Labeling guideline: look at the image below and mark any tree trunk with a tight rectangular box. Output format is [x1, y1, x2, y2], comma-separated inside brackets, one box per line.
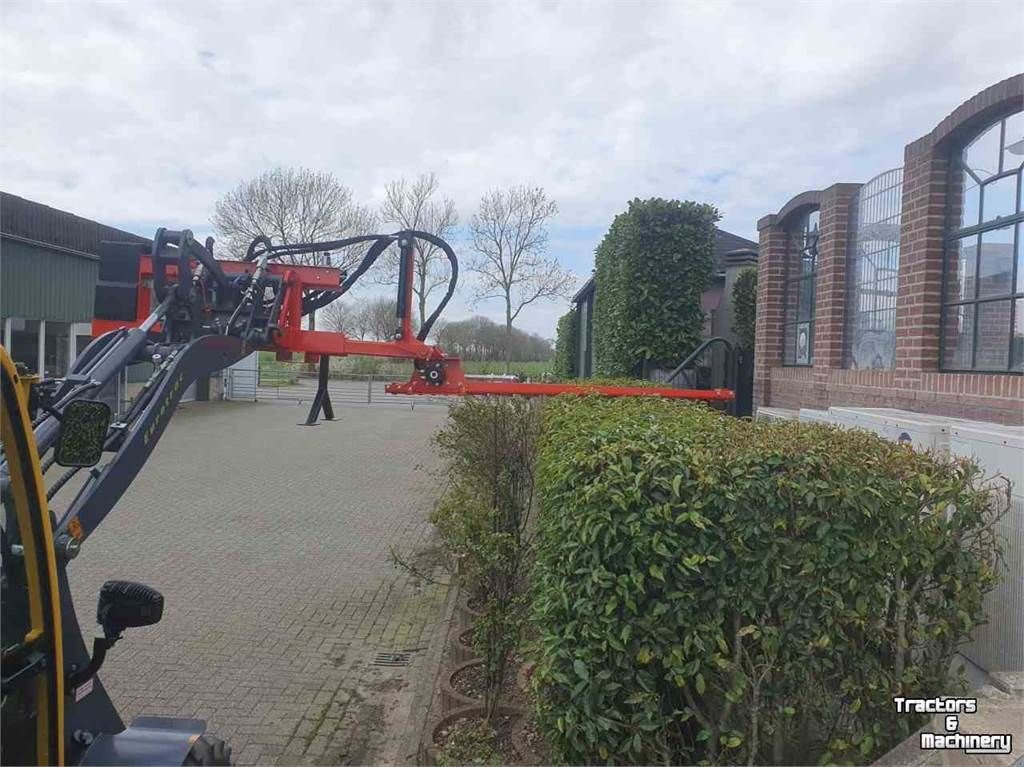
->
[504, 300, 513, 375]
[309, 309, 316, 332]
[418, 277, 427, 336]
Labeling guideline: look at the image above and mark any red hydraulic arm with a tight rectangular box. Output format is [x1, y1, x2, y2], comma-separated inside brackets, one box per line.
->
[92, 235, 733, 404]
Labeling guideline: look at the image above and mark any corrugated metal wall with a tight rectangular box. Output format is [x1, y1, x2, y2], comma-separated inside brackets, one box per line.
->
[1, 237, 99, 322]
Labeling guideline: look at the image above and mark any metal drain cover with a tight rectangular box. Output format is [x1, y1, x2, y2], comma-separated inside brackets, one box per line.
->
[372, 652, 411, 667]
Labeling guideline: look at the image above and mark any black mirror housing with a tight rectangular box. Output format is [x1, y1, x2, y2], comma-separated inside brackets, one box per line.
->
[97, 580, 163, 637]
[55, 400, 111, 467]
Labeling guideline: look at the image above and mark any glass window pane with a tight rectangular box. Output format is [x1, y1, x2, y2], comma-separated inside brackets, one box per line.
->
[954, 169, 982, 230]
[978, 225, 1015, 298]
[795, 321, 812, 364]
[975, 300, 1011, 370]
[784, 323, 796, 364]
[943, 304, 974, 369]
[1013, 299, 1024, 371]
[980, 174, 1019, 223]
[1003, 111, 1023, 172]
[798, 276, 814, 321]
[801, 250, 815, 275]
[43, 321, 70, 377]
[807, 209, 820, 234]
[945, 236, 977, 303]
[1017, 223, 1023, 295]
[76, 334, 92, 358]
[962, 122, 1002, 183]
[10, 319, 40, 373]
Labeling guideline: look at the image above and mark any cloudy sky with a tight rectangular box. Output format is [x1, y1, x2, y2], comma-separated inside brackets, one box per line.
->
[1, 1, 1021, 337]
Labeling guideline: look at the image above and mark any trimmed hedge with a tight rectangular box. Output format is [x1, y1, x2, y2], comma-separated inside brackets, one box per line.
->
[731, 267, 757, 352]
[531, 397, 1001, 765]
[553, 309, 579, 380]
[593, 198, 718, 378]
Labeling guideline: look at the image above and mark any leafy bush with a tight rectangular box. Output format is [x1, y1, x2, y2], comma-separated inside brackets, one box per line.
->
[593, 199, 718, 378]
[531, 396, 1002, 765]
[433, 397, 543, 722]
[731, 267, 757, 352]
[552, 310, 579, 380]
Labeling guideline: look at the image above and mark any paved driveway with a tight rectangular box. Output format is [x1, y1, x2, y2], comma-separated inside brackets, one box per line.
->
[63, 399, 450, 765]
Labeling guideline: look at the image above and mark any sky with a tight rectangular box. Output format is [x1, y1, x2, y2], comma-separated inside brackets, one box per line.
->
[1, 1, 1021, 338]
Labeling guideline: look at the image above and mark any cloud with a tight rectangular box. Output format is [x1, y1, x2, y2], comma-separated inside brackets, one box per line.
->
[1, 0, 1020, 335]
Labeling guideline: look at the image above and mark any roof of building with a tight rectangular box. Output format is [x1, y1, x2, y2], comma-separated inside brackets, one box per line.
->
[571, 226, 758, 304]
[713, 228, 758, 268]
[1, 191, 149, 260]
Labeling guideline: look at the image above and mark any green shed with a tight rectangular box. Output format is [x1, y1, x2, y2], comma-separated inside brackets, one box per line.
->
[1, 191, 149, 375]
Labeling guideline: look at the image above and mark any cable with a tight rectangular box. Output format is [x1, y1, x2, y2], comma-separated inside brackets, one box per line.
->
[47, 466, 80, 500]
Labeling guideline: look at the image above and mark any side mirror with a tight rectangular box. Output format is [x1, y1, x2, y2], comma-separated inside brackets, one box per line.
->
[97, 580, 163, 637]
[55, 400, 111, 467]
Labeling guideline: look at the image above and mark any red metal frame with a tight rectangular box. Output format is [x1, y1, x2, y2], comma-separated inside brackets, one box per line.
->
[92, 251, 734, 403]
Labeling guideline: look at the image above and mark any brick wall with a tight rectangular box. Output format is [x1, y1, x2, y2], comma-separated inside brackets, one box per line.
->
[754, 75, 1024, 425]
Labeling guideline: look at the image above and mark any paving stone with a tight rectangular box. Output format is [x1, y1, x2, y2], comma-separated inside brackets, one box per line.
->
[66, 400, 450, 766]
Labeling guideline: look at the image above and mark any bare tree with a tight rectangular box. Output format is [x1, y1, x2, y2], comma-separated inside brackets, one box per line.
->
[212, 167, 379, 329]
[378, 173, 458, 329]
[321, 295, 396, 341]
[320, 299, 355, 336]
[359, 296, 399, 341]
[468, 186, 574, 372]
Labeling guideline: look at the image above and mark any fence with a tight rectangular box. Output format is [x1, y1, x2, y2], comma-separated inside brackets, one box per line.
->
[224, 364, 451, 408]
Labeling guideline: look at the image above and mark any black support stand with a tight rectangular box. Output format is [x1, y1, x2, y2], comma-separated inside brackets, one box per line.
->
[302, 355, 335, 426]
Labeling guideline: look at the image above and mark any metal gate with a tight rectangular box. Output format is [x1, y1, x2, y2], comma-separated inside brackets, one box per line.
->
[224, 361, 450, 407]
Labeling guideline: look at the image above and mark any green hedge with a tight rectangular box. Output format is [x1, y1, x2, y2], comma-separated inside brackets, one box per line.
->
[731, 267, 757, 352]
[531, 397, 1001, 765]
[553, 310, 579, 380]
[593, 198, 718, 378]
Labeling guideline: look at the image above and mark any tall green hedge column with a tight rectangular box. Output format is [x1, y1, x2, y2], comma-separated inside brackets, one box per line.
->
[552, 309, 578, 379]
[593, 198, 718, 377]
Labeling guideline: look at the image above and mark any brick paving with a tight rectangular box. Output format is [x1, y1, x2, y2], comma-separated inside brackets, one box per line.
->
[66, 400, 450, 765]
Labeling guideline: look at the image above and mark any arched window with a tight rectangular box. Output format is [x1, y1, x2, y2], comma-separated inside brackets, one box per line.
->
[783, 209, 819, 365]
[942, 110, 1024, 372]
[846, 168, 902, 369]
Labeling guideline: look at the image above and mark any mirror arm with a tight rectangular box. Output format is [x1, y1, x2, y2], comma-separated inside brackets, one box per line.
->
[65, 634, 120, 690]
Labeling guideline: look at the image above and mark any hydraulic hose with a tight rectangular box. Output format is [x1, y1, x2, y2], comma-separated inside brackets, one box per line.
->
[239, 230, 458, 334]
[406, 230, 458, 341]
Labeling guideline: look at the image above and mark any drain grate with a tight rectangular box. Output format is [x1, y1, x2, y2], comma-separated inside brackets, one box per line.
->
[371, 651, 411, 667]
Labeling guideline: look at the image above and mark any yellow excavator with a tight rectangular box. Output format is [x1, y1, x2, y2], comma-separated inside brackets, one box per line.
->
[2, 348, 231, 765]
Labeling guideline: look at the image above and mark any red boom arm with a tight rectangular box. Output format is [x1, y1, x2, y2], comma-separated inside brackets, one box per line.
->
[92, 249, 733, 404]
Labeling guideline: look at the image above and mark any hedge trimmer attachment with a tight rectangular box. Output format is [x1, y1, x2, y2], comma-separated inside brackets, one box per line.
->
[16, 227, 732, 551]
[93, 228, 734, 414]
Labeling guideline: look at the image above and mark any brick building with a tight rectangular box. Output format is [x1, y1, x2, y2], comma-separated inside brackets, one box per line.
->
[755, 75, 1024, 425]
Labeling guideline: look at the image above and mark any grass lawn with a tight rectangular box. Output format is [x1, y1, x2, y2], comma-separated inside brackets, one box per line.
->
[258, 351, 551, 380]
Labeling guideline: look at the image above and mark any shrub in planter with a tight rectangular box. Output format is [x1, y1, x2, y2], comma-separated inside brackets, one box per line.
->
[430, 705, 522, 766]
[432, 396, 543, 724]
[531, 396, 1003, 765]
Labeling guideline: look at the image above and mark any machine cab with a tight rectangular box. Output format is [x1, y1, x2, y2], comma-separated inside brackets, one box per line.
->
[1, 348, 64, 765]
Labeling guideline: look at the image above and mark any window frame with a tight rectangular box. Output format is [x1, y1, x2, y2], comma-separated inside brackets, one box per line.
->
[940, 112, 1024, 374]
[782, 208, 820, 367]
[845, 168, 903, 370]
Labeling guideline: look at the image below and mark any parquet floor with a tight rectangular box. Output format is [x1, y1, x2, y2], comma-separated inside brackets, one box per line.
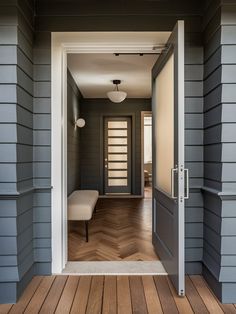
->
[1, 275, 235, 313]
[68, 198, 158, 261]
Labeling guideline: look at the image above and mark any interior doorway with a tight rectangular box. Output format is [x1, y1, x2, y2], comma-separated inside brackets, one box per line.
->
[104, 116, 132, 195]
[51, 26, 186, 296]
[141, 112, 152, 199]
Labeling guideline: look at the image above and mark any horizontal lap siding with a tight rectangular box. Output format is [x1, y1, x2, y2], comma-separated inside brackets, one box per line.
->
[185, 38, 204, 274]
[0, 0, 34, 303]
[202, 0, 236, 303]
[33, 31, 52, 274]
[33, 1, 205, 280]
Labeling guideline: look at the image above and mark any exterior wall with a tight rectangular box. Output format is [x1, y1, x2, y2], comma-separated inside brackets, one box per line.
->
[0, 0, 35, 303]
[79, 98, 151, 195]
[202, 0, 236, 303]
[33, 31, 51, 277]
[33, 2, 205, 278]
[67, 70, 82, 196]
[185, 39, 204, 275]
[3, 0, 236, 303]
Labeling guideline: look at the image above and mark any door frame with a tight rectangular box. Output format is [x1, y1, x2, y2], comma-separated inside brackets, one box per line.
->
[51, 32, 170, 273]
[141, 111, 152, 197]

● ● ● ●

## [EXERCISE DIRECTIONS]
Leave out any pictures, please, and quote only the lines from the top of the data through the line that contains "Labeling guideline: look at the image above and mark any glass".

## [FINISHED EXERCISE]
Labeling guideline: look at the image below and mark any tree trunk with a tight rectangular box. Output format is [x1, y1, x2, y2], comma-separated inside brackets, one box per line.
->
[504, 300, 513, 375]
[309, 309, 316, 332]
[418, 277, 427, 336]
Labeling guideline: look at the image above and mark any red hydraulic arm with a tight rectangular box. Output format is [x1, y1, x2, y2], comma-separated inside brackets, one box per line.
->
[92, 235, 733, 404]
Labeling guideline: look at the image above and mark any corrugated metal wall with a tight rectangular box. Output format is [x1, y1, x2, y2], comma-separated inside brackets, one box per line.
->
[1, 237, 99, 322]
Labeling guideline: look at the image above and mark any metal drain cover with a tight rectangular box. Output format is [x1, y1, x2, y2], comma-separated inside brackets, one box per line.
->
[372, 652, 411, 667]
Labeling guideline: look at the image above and mark any black mirror housing with a tight rectangular box. Output format is [x1, y1, x2, y2], comma-separated inside brackets, one box per line.
->
[97, 580, 163, 637]
[55, 400, 111, 467]
Labeling guideline: look at the image above and mark any glass window pane with a tight rectangular box. Output format is [x1, y1, x2, y2], comma-separated inside brackets, one box per line.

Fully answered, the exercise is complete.